— BEGIN RECORDS FOR THIS EXERCISE —
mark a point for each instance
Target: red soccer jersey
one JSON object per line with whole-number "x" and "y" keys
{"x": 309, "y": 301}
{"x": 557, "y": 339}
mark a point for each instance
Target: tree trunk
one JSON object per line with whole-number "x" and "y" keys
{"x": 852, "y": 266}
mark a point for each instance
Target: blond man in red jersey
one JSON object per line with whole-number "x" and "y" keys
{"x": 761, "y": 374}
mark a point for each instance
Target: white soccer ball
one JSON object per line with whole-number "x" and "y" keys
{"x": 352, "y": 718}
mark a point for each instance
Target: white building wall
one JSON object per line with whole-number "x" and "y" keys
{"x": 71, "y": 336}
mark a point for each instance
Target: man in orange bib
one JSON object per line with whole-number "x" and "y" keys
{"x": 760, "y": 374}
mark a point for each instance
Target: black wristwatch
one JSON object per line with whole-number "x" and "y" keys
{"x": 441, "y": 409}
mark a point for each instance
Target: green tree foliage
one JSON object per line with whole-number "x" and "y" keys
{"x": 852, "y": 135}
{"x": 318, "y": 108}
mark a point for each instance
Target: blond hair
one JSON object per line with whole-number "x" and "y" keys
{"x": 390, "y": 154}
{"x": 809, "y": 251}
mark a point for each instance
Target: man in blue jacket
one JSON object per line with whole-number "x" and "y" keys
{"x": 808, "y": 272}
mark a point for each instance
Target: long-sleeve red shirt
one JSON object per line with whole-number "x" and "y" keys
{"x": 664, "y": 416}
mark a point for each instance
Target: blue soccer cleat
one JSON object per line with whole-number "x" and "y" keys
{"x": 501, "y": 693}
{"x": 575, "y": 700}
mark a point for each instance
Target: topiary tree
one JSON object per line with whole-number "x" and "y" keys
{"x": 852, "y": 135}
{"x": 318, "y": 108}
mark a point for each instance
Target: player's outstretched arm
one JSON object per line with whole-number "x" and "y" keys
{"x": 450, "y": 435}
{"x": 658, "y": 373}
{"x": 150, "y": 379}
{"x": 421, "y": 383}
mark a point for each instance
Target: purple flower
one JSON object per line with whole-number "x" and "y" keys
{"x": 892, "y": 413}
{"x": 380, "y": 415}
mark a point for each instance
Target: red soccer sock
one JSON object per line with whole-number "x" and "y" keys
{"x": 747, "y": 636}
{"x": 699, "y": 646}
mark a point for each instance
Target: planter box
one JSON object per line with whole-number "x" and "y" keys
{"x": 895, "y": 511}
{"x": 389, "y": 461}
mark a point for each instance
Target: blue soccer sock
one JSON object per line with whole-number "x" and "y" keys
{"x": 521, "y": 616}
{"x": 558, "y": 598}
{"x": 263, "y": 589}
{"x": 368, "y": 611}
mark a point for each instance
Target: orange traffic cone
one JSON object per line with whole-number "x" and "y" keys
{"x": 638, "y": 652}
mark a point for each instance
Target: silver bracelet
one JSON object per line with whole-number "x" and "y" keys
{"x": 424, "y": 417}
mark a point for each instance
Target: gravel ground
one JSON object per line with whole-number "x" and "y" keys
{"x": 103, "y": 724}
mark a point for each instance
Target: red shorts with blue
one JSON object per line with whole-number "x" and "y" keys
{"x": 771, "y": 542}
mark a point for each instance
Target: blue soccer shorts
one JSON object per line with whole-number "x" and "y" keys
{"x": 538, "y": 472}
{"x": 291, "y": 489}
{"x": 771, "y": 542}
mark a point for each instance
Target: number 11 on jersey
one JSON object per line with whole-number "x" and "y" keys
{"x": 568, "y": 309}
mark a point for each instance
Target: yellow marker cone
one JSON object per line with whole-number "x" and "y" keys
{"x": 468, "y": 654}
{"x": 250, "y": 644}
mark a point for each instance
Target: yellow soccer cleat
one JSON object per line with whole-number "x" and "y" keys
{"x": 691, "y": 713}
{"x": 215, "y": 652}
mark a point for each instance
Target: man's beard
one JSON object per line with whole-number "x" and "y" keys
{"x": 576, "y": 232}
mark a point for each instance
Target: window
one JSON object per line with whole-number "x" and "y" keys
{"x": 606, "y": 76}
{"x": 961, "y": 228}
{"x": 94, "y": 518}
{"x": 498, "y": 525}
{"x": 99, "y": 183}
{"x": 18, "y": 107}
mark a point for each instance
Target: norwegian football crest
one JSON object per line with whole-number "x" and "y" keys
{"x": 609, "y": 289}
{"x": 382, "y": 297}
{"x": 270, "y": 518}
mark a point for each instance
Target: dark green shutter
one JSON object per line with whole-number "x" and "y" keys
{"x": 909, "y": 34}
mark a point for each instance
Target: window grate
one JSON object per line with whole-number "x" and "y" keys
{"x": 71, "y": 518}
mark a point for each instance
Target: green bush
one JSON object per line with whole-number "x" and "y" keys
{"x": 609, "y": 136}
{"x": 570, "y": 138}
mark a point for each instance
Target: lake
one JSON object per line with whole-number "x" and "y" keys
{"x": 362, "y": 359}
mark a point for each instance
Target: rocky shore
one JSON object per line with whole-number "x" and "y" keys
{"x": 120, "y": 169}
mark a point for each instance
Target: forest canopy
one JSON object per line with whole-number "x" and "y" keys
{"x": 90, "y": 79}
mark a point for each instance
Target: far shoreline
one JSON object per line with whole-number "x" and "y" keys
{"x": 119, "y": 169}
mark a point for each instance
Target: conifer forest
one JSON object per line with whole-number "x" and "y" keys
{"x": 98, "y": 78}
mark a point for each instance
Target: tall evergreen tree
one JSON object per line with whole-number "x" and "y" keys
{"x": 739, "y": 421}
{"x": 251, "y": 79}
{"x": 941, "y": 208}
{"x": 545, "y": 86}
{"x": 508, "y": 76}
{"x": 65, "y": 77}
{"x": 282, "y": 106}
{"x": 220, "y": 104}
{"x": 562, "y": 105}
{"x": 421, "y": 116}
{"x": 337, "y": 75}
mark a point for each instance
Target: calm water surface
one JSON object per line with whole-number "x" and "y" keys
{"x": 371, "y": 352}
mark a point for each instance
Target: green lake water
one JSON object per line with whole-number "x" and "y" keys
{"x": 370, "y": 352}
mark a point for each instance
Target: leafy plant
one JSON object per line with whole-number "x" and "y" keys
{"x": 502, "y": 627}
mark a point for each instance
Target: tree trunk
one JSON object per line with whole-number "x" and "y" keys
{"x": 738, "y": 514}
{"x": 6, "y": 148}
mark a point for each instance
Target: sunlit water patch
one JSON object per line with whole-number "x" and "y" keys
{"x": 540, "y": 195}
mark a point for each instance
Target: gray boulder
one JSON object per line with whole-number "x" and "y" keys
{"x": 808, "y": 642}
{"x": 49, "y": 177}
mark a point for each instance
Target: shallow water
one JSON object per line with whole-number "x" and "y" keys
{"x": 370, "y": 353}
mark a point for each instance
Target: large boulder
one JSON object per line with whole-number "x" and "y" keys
— END RECORDS FOR THIS EXERCISE —
◆ **BRIEF**: List every line in the rows above that contains the string "cleat".

◆ **WRITTEN SOLUTION**:
Target: blue soccer cleat
Target: yellow soccer cleat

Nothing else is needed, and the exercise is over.